Outline records
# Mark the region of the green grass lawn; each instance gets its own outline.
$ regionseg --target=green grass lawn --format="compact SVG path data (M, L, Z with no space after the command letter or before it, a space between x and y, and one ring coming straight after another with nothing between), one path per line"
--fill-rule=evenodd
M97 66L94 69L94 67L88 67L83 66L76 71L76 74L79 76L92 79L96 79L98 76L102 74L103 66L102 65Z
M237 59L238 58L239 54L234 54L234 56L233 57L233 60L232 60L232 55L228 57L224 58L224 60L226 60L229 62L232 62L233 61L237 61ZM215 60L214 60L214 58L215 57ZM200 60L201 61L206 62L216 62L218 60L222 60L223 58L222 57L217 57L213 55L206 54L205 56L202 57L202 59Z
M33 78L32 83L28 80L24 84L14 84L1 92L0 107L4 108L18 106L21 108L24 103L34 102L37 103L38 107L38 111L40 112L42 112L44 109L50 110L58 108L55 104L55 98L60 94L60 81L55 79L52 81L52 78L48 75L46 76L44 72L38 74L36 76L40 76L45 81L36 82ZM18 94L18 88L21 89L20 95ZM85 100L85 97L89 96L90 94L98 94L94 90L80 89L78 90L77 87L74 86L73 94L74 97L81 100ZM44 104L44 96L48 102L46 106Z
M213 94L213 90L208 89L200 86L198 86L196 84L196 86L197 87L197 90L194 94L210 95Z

-- Objective --
Copy the whole listing above line for line, keeping every character unchanged.

-- Response to the task --
# Mark the region of the green grass lawn; each instance gets its own outline.
$ regionseg --target=green grass lawn --format="compact SVG path data (M, L, Z with no space after the command letter or before it, a space between x and y, and one ring coming straight after another with nothing between), one path per line"
--fill-rule=evenodd
M97 66L94 69L94 67L88 67L83 66L76 71L76 74L79 76L92 79L96 79L98 76L102 74L103 66L102 65Z
M237 59L238 58L239 54L234 54L234 56L233 57L233 60L232 60L232 55L228 57L224 58L224 60L226 60L229 62L232 62L233 61L237 61ZM215 60L214 60L214 58L215 57ZM200 60L201 61L206 62L216 62L218 60L222 60L223 58L222 57L217 57L213 55L206 54L205 56L202 57L202 59Z
M33 78L32 83L28 80L24 84L14 84L1 92L0 107L4 108L18 106L21 108L24 103L34 102L37 103L38 107L38 111L40 112L42 112L44 109L50 110L58 108L55 104L55 98L60 94L60 81L55 79L52 81L52 78L48 75L46 76L44 72L38 74L36 76L40 76L45 81L36 82ZM18 94L18 88L21 89L20 95ZM85 100L85 97L89 96L90 94L98 94L94 90L80 89L78 90L77 87L74 86L73 94L74 97L81 100ZM44 104L44 96L48 102L46 106Z
M213 94L213 90L208 89L200 86L198 86L196 84L196 86L197 87L197 90L194 94L210 95Z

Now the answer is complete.